How to complete this task
Without the images, repeat every line of the listing verbatim.

########################################

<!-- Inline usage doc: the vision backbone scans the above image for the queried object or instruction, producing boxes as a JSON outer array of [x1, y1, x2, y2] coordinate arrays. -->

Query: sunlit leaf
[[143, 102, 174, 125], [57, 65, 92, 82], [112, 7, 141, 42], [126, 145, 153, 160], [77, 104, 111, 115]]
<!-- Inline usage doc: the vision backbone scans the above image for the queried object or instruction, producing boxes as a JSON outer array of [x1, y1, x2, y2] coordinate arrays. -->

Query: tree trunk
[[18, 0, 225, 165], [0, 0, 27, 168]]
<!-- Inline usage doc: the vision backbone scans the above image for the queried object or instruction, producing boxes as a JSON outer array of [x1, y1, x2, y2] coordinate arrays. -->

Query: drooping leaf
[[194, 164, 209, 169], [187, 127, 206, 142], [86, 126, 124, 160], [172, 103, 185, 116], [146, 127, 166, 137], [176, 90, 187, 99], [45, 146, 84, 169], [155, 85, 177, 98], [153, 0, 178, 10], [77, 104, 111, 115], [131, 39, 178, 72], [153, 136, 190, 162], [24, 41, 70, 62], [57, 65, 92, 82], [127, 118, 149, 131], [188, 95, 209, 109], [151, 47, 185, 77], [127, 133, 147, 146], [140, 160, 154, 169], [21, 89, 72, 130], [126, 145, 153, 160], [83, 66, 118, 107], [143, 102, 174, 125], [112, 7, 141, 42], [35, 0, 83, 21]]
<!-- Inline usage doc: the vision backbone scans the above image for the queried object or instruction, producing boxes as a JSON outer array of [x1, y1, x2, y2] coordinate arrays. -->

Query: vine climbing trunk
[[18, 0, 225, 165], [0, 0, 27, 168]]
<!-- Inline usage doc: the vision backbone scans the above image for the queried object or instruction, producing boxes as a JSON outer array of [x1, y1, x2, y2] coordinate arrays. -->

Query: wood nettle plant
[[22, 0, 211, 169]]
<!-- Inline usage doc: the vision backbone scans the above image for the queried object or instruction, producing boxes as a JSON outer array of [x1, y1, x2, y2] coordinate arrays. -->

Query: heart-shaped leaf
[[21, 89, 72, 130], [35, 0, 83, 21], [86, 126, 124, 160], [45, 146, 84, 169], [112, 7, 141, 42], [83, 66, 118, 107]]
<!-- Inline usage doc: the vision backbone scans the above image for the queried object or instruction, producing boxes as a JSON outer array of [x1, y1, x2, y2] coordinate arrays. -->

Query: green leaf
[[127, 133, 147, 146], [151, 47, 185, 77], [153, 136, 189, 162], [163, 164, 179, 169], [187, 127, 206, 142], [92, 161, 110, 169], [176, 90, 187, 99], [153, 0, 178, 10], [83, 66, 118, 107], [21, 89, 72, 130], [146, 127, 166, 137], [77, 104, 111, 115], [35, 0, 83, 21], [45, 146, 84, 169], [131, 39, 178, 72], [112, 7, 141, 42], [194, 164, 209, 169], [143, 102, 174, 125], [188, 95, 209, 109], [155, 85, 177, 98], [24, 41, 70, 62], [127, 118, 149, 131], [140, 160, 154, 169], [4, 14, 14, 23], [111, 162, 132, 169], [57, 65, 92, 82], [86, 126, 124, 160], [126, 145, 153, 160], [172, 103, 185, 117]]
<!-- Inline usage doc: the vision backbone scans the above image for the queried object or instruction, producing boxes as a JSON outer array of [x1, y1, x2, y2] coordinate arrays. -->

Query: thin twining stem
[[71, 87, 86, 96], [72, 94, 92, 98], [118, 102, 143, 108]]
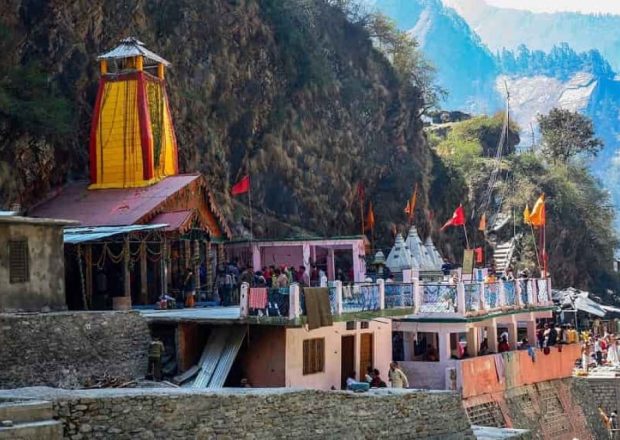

########################################

Answer section
<!-- Inline usage doc: the vision backbone scans the above image for the queried object or instruction, producing boxes as a JSON outer array of [x1, y1, x2, y2] coordinate arrays. -->

Query: sunlit leaf
[[143, 102, 174, 125], [57, 65, 92, 82], [112, 7, 141, 42], [126, 145, 153, 160], [77, 104, 111, 115]]
<!-- Inline usage doc: the vision backbone scans the above image for the queried object or instruction, producing boxes as a JSON outer array of [x1, y1, x2, y2] coordinate arrays. -->

Query: tree trunk
[[18, 0, 225, 165], [0, 0, 27, 168]]
<!-- Inline usage doc: the vision backbone scans the above image for the queried object or instruction, producing boxes as a JSON outer array of [x1, y1, x2, y2] coordinate arrays. -->

Query: drooping leaf
[[194, 164, 209, 169], [187, 127, 206, 142], [86, 126, 124, 160], [172, 103, 185, 116], [146, 127, 166, 137], [176, 90, 187, 99], [45, 146, 84, 169], [155, 85, 177, 98], [153, 0, 178, 10], [77, 104, 111, 115], [131, 39, 178, 72], [153, 136, 190, 162], [24, 41, 70, 62], [57, 65, 92, 82], [127, 118, 149, 131], [188, 95, 209, 109], [151, 47, 185, 77], [127, 133, 147, 146], [140, 160, 154, 169], [21, 89, 72, 130], [126, 145, 153, 160], [83, 66, 118, 107], [143, 102, 174, 125], [112, 7, 141, 42], [35, 0, 83, 21]]
<!-- Inline usage doc: the vision backbone scans the above image for the queried object or instruction, producing boxes as a JSON outer array of [x1, y1, x2, y2] coordinate arrays. -->

Query: vine climbing trunk
[[18, 0, 225, 165], [0, 0, 27, 168]]
<!-- Inline usage doc: the vision backbone scans the above image for the queried object or instruction, producing boxes as a JSON outer array of [x1, y1, x2, y2] coordinate arrays. -->

Query: wood nettle plant
[[22, 0, 211, 169]]
<!-- Inline usage doc: the vision backbone scans the above image for the queried object or instruction, producing boxes as a JSON outer array of [x1, y1, x2, y2] coordinate arrays. -->

Query: heart-shaped leaf
[[21, 89, 72, 130], [35, 0, 83, 21], [86, 126, 124, 160], [45, 146, 84, 169], [112, 7, 141, 42], [83, 66, 118, 107]]
<!-- Inline usage doc: the vision backbone scans the above image for the queried object or instruction, producing boxes as a JSON outer array of [x1, y1, x2, y2] coordinate arrays. -->

Query: green leaf
[[127, 133, 147, 146], [151, 47, 185, 77], [153, 136, 189, 162], [163, 164, 179, 169], [187, 127, 206, 142], [92, 161, 110, 169], [176, 90, 187, 99], [153, 0, 178, 10], [83, 66, 118, 107], [21, 89, 72, 130], [146, 127, 166, 137], [77, 104, 111, 115], [35, 0, 83, 21], [45, 146, 84, 169], [131, 39, 178, 72], [112, 7, 141, 42], [194, 164, 209, 169], [143, 102, 174, 125], [188, 95, 209, 109], [155, 85, 177, 98], [24, 41, 70, 62], [127, 118, 149, 131], [140, 160, 154, 169], [4, 14, 14, 23], [111, 162, 132, 169], [57, 65, 92, 82], [86, 126, 124, 160], [126, 145, 153, 160], [172, 103, 185, 117]]
<!-- Inline usage doc: the vision backbone scans the above image for the queried object or instruction, producing boxes as a JSON outer array of [x1, y1, x2, y2] coordinate arrays. -->

Query: thin twining stem
[[71, 87, 86, 96], [72, 94, 92, 98], [118, 102, 143, 108]]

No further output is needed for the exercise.